▸ **Task to carry out**
Quote the records below in full, exactly as given, with the images taken out.

::::::::

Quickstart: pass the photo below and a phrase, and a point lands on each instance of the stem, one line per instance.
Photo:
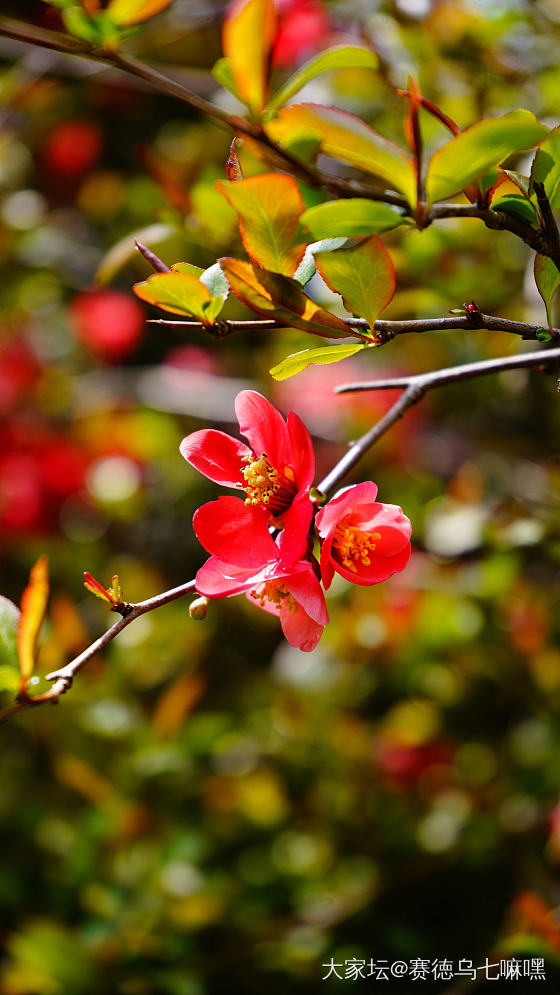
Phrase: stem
(387, 329)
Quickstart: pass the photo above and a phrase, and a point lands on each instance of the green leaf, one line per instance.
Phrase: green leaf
(124, 250)
(517, 206)
(322, 356)
(547, 279)
(355, 216)
(9, 620)
(307, 267)
(345, 136)
(214, 279)
(282, 299)
(546, 168)
(268, 207)
(363, 275)
(467, 156)
(221, 71)
(178, 292)
(341, 57)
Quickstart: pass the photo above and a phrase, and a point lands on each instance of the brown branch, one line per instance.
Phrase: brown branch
(386, 330)
(64, 677)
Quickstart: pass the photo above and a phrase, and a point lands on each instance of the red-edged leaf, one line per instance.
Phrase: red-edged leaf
(281, 298)
(33, 609)
(268, 208)
(345, 136)
(247, 41)
(363, 275)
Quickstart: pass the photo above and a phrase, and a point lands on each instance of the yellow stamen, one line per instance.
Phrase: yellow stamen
(267, 485)
(353, 546)
(279, 596)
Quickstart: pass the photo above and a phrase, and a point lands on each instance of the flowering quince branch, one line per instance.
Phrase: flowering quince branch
(386, 330)
(542, 241)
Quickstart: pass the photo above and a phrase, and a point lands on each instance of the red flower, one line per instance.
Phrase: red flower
(292, 593)
(363, 540)
(275, 473)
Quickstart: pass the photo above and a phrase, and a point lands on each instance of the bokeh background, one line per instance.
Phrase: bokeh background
(209, 809)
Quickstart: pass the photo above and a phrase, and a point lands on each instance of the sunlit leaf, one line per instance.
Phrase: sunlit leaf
(124, 250)
(485, 144)
(247, 39)
(546, 168)
(278, 297)
(341, 57)
(268, 208)
(307, 266)
(355, 216)
(127, 12)
(213, 278)
(322, 356)
(33, 609)
(9, 620)
(516, 205)
(345, 136)
(178, 292)
(363, 275)
(547, 279)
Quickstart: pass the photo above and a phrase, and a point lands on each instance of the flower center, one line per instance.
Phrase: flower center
(354, 546)
(274, 592)
(264, 484)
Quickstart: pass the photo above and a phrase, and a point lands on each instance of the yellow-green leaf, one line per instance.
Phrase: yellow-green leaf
(247, 39)
(355, 216)
(279, 297)
(547, 279)
(180, 293)
(345, 136)
(468, 155)
(124, 13)
(322, 356)
(363, 275)
(546, 169)
(33, 609)
(340, 57)
(268, 207)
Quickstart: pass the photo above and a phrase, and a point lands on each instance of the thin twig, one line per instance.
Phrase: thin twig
(63, 678)
(386, 330)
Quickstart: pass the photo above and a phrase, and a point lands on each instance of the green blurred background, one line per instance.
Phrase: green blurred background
(209, 809)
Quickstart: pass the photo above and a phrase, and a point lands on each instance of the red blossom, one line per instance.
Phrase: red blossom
(293, 593)
(276, 473)
(363, 540)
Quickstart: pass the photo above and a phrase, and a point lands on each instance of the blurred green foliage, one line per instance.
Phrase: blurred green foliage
(210, 809)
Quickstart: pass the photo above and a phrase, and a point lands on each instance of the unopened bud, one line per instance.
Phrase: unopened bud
(198, 608)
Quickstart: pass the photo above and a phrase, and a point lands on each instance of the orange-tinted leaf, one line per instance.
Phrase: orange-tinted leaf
(33, 608)
(247, 39)
(269, 208)
(345, 136)
(178, 292)
(363, 275)
(281, 298)
(126, 12)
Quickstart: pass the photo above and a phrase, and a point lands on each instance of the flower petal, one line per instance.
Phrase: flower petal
(263, 426)
(344, 504)
(217, 455)
(235, 533)
(303, 456)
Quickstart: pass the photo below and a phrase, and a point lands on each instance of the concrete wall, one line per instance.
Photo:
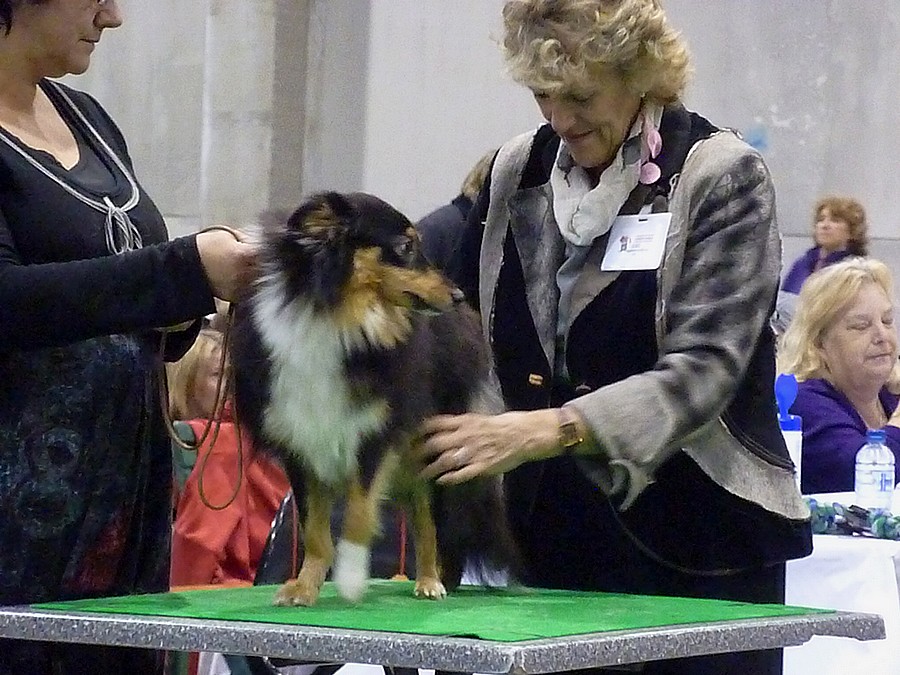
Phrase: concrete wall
(235, 107)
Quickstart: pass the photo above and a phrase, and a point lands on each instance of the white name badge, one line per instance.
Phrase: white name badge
(636, 242)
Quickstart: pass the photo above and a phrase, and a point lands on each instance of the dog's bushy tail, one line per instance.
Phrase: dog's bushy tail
(473, 534)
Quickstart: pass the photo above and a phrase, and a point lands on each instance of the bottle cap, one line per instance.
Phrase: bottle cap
(791, 422)
(876, 436)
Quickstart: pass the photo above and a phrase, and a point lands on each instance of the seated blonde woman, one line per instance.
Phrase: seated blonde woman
(842, 347)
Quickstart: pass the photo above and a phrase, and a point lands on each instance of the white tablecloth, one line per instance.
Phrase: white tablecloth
(850, 573)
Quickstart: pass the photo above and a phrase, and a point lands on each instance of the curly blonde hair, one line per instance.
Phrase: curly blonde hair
(551, 45)
(851, 212)
(824, 296)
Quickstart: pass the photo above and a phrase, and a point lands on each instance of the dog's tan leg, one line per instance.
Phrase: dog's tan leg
(352, 563)
(318, 550)
(428, 577)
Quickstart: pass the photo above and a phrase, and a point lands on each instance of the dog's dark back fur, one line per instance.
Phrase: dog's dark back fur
(439, 366)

::::::::

▸ **Result below**
Quickstart: pass the photo below and a phrase, and a point lands on each instance of the stem, one line per instance.
Photo:
Phrase: stem
(387, 329)
Quickstart: pass the photo above and a phrase, and a point lands on each instance of the green leaf, one line per instance.
Phrase: green leaf
(124, 250)
(517, 206)
(322, 356)
(547, 279)
(355, 216)
(9, 620)
(307, 267)
(345, 136)
(214, 279)
(282, 299)
(546, 168)
(268, 207)
(363, 275)
(467, 156)
(221, 71)
(178, 292)
(341, 57)
Quickstart: pass the photo above and a phrase, and a point lands on each instance of the brown branch, one line per instance.
Phrase: brown branch
(386, 330)
(64, 677)
Quickstart: pass the photo above and a phrase, and a point lands on each instance of the red-edged leaf, one line per instance.
Phrase: red-edged leaf
(281, 298)
(33, 609)
(268, 208)
(345, 136)
(247, 41)
(363, 275)
Quickstart: pass the photo above and a phrase, and a point lands on each instance of the yellow stamen, one line per instance.
Phrase: yellow stamen
(267, 485)
(353, 546)
(279, 596)
Quickstart: pass the photo above and a phrase, and a point lands on each instance of the flowering quince branch, one line per instance.
Phrase: flowering quince branch
(386, 330)
(542, 241)
Quickstart: pass the photo above and a phrase, and a point lands on each instance of the red flower, one line per instance.
Phrase: red flower
(292, 593)
(363, 540)
(275, 473)
Quickstart: pass the photo above and a phrase, and a point lands on each instance of the bokeh background, one line per instance.
Phrase: bokeh background
(209, 809)
Quickstart: pass the photo above and a phrase, and a point lands on each instance of the sunlit leaf, one line per instance.
Phrase: sunlit leaf
(124, 250)
(485, 144)
(247, 39)
(546, 168)
(278, 297)
(341, 57)
(268, 208)
(307, 266)
(355, 216)
(127, 12)
(213, 278)
(322, 356)
(33, 609)
(9, 620)
(516, 205)
(345, 136)
(178, 292)
(363, 275)
(547, 279)
Quickstart: pass the photo above and a phrase, and a point lands on each instance of the flower center, one line per instance.
Phrase: flower center
(354, 546)
(274, 592)
(264, 484)
Quickstart: pass the photo above and a phrase, and a point lands on each instance of the yellow-green leaf, one line per instance.
Phrase: yellow-green leaf
(247, 39)
(355, 216)
(279, 297)
(547, 279)
(180, 293)
(345, 136)
(468, 155)
(124, 13)
(322, 356)
(363, 275)
(546, 169)
(33, 609)
(340, 57)
(268, 207)
Quickstart: pass the photo above and a phrase, and a point lands on each instance of the thin twig, one line per instance.
Phrase: thin twig
(63, 678)
(386, 330)
Quickstart: pass the photo above and a phrase, and a point lands on each instance of the green blurred background, one line per instance.
Phrase: green blurred background
(209, 809)
Quickstart: pass the photo above and a phrase, and a point lands on each instance of the red blossom, one line per instance.
Phrase: red blossom
(293, 593)
(276, 473)
(363, 540)
Quickstart: pass the photo above and a phrase, and a point lands on each instance of the blurred green foliage, one line per instance.
Phrase: blurred green foliage
(210, 809)
Quickstart: pass the photo above and a phrase, and a point lands on each instance of the unopened bud, one line per instance.
Phrase: unopened bud
(198, 608)
Quickstart: pass the photo above and a phrase, and a point lands on each instance of the orange-tinted leaf, one line per instance.
Phrase: orange-tinted leaf
(33, 608)
(247, 39)
(269, 208)
(345, 136)
(178, 292)
(363, 275)
(281, 298)
(126, 12)
Quickstart: pass the photo above and a phrase, and a point lands on each instance of the flower petal, one line per instance.
Phrase: flower petal
(263, 426)
(344, 504)
(217, 455)
(235, 533)
(303, 456)
Quickstart: pass the photo below and a phrase, and a point lands on each instance of the concrete wall, one line per instance.
Photo:
Phrase: concrete wall
(235, 107)
Quickstart: pass the photo above and a phrase, and a point lands on each instance of the white name badge, one line per instance.
Phrase: white name badge
(636, 242)
Quickstart: pass the photo above and a phrase, and a point lands on each instance of the dog's bushy tail, one line per instance.
Phrase: dog's bushy tail
(473, 534)
Quickstart: pass the photo above and a phrase, and a point lands on each instance of the bottle cap, one line per instance.
Phrase: bottle cap
(791, 422)
(876, 436)
Quickstart: pass the photo above and a phrase, and a point lands on each instance of the seated blonde woman, one line per instance.
Phrase: seated blonde woman
(842, 347)
Quickstart: pass the photo above and a phrase, and a point lands on each instance of the white tablecloth, one line per instance.
Phrase: white tablecloth
(850, 573)
Quickstart: pass the photo above and a phrase, and a point lands on each instance of the curly blonde hair, one line per instance.
Phrase: curly blonde hair
(551, 45)
(851, 212)
(824, 296)
Quickstart: pass the photo above and a phrase, and a point lands on each instance of the dog's tan leg, one line per instance.
Phrase: dog's tan leg
(352, 563)
(318, 550)
(428, 577)
Quickstart: pass the photo above and a phrase, and a point lands on each instance of the dog's dark back fur, one line per instance.
Phrase: dog's dark back fur
(439, 366)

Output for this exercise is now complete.